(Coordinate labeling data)
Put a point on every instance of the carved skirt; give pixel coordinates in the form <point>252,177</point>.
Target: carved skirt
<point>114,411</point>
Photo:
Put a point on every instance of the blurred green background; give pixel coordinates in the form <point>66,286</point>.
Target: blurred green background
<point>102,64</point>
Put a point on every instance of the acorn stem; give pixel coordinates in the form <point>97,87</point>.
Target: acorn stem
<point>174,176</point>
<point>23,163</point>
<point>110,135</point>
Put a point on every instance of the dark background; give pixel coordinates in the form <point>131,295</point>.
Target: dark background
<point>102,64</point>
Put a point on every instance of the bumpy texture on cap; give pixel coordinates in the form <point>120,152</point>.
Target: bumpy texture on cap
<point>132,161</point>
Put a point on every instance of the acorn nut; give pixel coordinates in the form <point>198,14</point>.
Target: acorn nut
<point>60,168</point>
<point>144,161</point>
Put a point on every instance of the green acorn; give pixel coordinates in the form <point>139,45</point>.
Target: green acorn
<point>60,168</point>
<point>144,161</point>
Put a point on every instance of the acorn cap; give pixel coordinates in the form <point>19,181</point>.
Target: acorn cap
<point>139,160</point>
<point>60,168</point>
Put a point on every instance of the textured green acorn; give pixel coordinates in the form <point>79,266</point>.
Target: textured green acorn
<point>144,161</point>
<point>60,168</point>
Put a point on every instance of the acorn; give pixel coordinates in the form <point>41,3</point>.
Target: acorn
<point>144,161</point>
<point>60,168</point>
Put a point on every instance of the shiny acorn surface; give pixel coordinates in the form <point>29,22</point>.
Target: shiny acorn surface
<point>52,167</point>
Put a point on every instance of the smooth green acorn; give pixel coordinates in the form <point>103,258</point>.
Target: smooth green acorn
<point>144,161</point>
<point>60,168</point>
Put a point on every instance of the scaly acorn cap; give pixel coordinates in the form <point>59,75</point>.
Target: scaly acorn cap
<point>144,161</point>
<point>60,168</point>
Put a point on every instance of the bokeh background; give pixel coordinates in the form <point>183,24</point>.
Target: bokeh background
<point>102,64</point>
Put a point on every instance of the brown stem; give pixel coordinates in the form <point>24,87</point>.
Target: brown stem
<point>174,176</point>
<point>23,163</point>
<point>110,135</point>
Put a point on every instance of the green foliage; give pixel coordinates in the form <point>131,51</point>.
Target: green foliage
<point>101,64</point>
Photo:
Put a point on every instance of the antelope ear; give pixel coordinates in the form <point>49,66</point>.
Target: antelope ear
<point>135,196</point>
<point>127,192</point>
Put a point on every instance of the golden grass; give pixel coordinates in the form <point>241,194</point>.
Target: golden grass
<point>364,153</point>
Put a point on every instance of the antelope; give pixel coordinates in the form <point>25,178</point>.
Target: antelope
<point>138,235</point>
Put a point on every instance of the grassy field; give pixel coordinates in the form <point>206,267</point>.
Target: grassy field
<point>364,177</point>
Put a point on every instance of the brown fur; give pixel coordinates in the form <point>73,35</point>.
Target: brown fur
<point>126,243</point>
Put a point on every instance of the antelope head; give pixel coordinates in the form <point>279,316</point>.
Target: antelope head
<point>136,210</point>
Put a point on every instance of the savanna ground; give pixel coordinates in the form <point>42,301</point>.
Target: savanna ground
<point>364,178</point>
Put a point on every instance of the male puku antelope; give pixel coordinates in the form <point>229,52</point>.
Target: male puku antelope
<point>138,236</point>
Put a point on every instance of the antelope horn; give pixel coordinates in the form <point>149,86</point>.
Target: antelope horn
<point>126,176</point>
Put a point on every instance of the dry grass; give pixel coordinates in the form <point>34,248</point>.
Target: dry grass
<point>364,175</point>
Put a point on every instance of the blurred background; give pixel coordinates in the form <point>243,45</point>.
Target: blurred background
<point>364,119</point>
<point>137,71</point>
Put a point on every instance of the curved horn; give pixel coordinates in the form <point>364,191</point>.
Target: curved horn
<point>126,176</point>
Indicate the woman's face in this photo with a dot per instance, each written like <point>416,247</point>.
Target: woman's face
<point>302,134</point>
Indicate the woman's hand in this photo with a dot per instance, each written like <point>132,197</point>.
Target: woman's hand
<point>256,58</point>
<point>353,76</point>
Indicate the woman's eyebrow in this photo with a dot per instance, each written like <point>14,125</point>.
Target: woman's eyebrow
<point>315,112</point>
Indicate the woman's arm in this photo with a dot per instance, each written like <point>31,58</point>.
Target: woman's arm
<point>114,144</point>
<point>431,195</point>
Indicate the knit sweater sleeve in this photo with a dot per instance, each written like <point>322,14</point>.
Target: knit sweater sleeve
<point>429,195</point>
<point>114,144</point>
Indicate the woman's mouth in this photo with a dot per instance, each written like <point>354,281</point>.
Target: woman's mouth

## Exercise aim
Can you rewrite the lines from the one containing "Indicate the woman's eyebrow" through the one containing "<point>431,195</point>", requests included, scaling each answer point's coordinates by 0.45 and rounding to whole numbers with halves going up? The format samples inside the requests should stay unchanged.

## Task solution
Indicate the woman's eyebrow in this photo with a dot per instance, each written like <point>14,125</point>.
Target: woman's eyebrow
<point>142,50</point>
Indicate the woman's arm in this photo with a dot per instance, each written like <point>31,58</point>.
Target: woman's arm
<point>51,65</point>
<point>194,88</point>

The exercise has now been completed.